_COMPLETE THE FOLLOWING:_
1: In the text on the Battle of Sacriportus, who commanded the Populares forces in the battle?
2: Could you reproduce the Battle of Sacriportus text word for word from "The Battle of Sacriportus" to "decisive Optimate victory."?

_TEXT TO READ:_
::::::::::

The Battle of Sacriportus also called the Battle of Sacriporto took place in April of 82 BC during Sulla's Second Civil War. The battle pitted the Optimates under the command of Lucius Cornelius Sulla Felix against the Populares forces commanded by Gaius Marius the Younger. The battle resulted in a decisive Optimate victory.

Context 

After signing the peace treaty at Dardanos, Sulla returned to Italy at the head of his battle-hardened army with the intention of confronting his political opponents, the Populares. They were led by Gaius Marius the Younger and by Gnaeus Papirius Carbo. Sulla therefore invaded Italia in 83 BC, routing various Populares armies. Encamping for the winter, both sides made preparations to continue the fighting with the start of the Spring war season when the war became intensified and bloody.

::::::::::

_SUPPLIED DATA:_
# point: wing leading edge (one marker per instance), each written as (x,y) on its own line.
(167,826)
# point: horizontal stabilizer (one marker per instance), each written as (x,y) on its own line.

::::::::::

_SOLUTION LIST:_
1: Gaius Marius the Younger.

2:
The Battle of Sacriportus also called the Battle of Sacriporto took place in April of 82 BC during Sulla's Second Civil War. The battle pitted the Optimates under the command of Lucius Cornelius Sulla Felix against the Populares forces commanded by Gaius Marius the Younger. The battle resulted in a decisive Optimate victory.